Instruction
Update everything from the line containing "Please segment every instance of the woman" down to the end of the rows by replacing "even-odd rule" with "nonzero rule", leaving all else unchanged, and give back only those lines.

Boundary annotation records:
┌────────

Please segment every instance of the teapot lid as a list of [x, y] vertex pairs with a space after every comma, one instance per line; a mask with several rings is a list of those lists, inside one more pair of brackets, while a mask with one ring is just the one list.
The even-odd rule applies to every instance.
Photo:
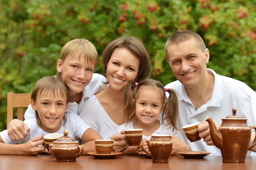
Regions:
[[56, 140], [56, 141], [58, 142], [74, 142], [75, 141], [72, 138], [68, 137], [67, 134], [68, 134], [68, 130], [67, 129], [64, 130], [64, 136], [61, 137]]
[[244, 117], [240, 115], [236, 115], [236, 108], [234, 107], [232, 108], [232, 112], [233, 114], [232, 115], [228, 116], [226, 117], [226, 118], [231, 119], [244, 119]]

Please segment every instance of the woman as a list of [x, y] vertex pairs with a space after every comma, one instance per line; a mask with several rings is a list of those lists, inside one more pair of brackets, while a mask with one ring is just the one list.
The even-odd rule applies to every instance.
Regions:
[[[125, 123], [124, 87], [129, 82], [139, 82], [150, 72], [151, 63], [143, 43], [134, 37], [121, 37], [107, 46], [102, 53], [108, 87], [87, 99], [79, 115], [103, 139], [111, 137], [119, 126]], [[135, 117], [130, 121], [134, 120]], [[125, 147], [124, 135], [113, 137], [116, 151]], [[117, 142], [119, 140], [119, 142]], [[119, 146], [120, 148], [118, 146]]]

└────────

Finished exercise
Please segment every instance of the woman as a list of [x, y] vertex pairs with a space after every comma, one instance per line; a mask with several rings is a list of those lists, inside one more pair of brackets, while a mask with one ring is just the one list.
The nonzero rule applies to every instance.
Regions:
[[[125, 123], [124, 87], [129, 82], [139, 82], [150, 72], [151, 63], [143, 43], [134, 37], [121, 37], [107, 46], [102, 53], [108, 87], [87, 99], [79, 115], [103, 139], [111, 137], [119, 126]], [[135, 117], [130, 121], [134, 120]], [[125, 147], [124, 135], [113, 137], [116, 151]], [[117, 142], [119, 140], [119, 142]], [[119, 146], [120, 148], [118, 146]]]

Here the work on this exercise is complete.